Each of the records below must be reproduced verbatim.

(TASK INPUT Opens)

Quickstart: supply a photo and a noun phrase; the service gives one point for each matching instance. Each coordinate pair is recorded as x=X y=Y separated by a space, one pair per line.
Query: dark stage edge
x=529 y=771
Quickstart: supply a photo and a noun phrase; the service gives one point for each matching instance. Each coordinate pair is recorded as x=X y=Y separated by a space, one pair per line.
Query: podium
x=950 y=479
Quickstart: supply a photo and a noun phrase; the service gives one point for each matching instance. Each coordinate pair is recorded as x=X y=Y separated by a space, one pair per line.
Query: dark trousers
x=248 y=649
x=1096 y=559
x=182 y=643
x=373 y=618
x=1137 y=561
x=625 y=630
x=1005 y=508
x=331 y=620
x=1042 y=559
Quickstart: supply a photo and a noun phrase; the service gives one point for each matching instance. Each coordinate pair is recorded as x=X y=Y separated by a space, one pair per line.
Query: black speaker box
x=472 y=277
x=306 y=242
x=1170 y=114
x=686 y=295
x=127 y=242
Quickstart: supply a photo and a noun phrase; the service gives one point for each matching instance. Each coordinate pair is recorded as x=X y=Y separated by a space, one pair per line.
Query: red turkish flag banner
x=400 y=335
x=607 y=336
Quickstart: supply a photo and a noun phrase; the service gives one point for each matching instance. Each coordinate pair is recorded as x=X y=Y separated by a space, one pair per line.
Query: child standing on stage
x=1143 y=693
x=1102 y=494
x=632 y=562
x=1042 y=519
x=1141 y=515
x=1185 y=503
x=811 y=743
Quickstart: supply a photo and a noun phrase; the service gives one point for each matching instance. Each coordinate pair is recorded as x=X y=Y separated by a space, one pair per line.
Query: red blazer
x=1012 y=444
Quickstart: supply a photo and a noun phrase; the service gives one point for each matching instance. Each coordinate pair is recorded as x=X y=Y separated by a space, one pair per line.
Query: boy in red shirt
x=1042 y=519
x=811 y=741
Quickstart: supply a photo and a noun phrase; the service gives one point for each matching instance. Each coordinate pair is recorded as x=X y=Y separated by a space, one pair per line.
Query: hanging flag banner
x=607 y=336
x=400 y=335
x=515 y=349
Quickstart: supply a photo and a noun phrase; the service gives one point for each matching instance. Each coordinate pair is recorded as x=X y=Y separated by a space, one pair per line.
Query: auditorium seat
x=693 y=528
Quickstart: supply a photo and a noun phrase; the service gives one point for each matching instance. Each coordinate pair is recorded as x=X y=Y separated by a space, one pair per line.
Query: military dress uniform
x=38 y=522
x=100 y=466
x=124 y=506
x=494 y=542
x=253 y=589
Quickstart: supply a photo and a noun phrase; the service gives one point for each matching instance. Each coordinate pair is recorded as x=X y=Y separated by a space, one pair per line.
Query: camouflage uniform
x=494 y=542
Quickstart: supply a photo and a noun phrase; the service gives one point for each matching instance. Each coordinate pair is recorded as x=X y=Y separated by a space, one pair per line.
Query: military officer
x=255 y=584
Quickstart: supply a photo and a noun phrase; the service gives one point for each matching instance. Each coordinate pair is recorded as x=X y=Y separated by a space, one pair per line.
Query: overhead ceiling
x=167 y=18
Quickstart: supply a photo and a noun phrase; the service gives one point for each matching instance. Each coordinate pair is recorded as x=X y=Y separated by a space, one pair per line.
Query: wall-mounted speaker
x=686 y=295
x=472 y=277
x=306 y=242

(TASK INPUT Closes)

## RESULT OF THE TASK
Quickstart: supply a photo and a noun phrase; the service gives one point for each matching instance. Each coordinate pair is recorded as x=X y=Y separated by a space, one pair per line.
Query: dark stage edge
x=529 y=771
Quickstart: supply a photo and a noun phrase; the service gives one point for each matching instance. Each coordinate pair is recorded as x=X y=Y separated by a space, one pair per line.
Query: podium
x=950 y=479
Quickstart: supply a photo and a noun phrase; the service gives one point for each matching instance. Each coordinate pair is recorded as x=X y=Y separated by a space, one pair per line.
Query: dark trousers
x=248 y=649
x=1096 y=559
x=182 y=643
x=373 y=618
x=1137 y=561
x=625 y=630
x=1005 y=508
x=331 y=620
x=1042 y=559
Quickstart: supply a photo and a noun phrase; the service gives one point for each matching instance. Each coordinate pair is recorded as x=X y=Y separated by a space, one pair per line.
Query: black speaker box
x=472 y=277
x=306 y=242
x=1170 y=114
x=686 y=295
x=127 y=242
Quickstart: supply a photo and a noun phrase; the service gives one point for each matching instance. Each coordinate pair is recorded as x=X y=Y separated by a space, one pair per line.
Query: red turkish flag banner
x=400 y=335
x=607 y=336
Quickstart: supply a photo and a noun phrase; the service gives one point for each matching instance. Each coordinate pair is recorded as x=X y=Y separated by a space, one pair per line.
Query: child standing on stage
x=1143 y=693
x=1102 y=494
x=632 y=562
x=1042 y=519
x=1141 y=515
x=1185 y=503
x=811 y=743
Quickstart: supply a photo and a noun phrase; the service gives one point for each matching instance. Each coordinate pair is recorded as x=X y=Y separated by a space, one pair per line.
Query: red blazer
x=1012 y=444
Quickstart: supply a photo and a noun phrase; the service gives one point for each matching instance. Each coordinate pair is recorded as x=X y=Y separated by a space, one pair per line.
Query: boy in red shirt
x=1042 y=519
x=811 y=741
Quickstart: supply a photo and a noun phrase; the service gives one point for each matching instance. Each coordinate pair is recorded as x=X y=Y separated by a space, one pair per line.
Query: hanging flag banner
x=607 y=336
x=400 y=335
x=515 y=349
Quickstart: supply a photo and a noun phrase; the service gives one point for each matching instance. Each coordinate pair is recorded as x=X y=Y separated by a space, one pair per line.
Query: auditorium seat
x=693 y=528
Quickstart: supply a photo and a noun phrase; the service gives one point for each matching instance. Each coordinate pair is recorded as x=X y=Y separated by a space, one pair per line.
Query: military dress uniform
x=38 y=522
x=100 y=466
x=124 y=506
x=494 y=542
x=253 y=589
Quickstart: supply a photo and a noun phrase; the service gives one point for each matching instance. Each coordinate pair is recorded as x=X y=Y separated by a space, one pair per line.
Query: camouflage uniform
x=494 y=542
Quickstart: supply a photo and a noun phrase; the service gives one point for each matching instance. Each coordinate pair is recorded as x=X y=Y separated by a space, one pair per line.
Query: military officer
x=255 y=584
Quickstart: supply a photo and a noun phrase; the service gives one point for each matching instance. Each coordinate pair is recorded as x=X y=Y separated by a space, one pair per line.
Query: overhead ceiling
x=167 y=18
Quickstart: supply a photo and a noun phrase; the service gives one point for each matching instance. Each coordinate pair is recorded as x=X y=Y separated by a space, one pair per line.
Query: wall-mounted speaker
x=686 y=295
x=472 y=277
x=306 y=242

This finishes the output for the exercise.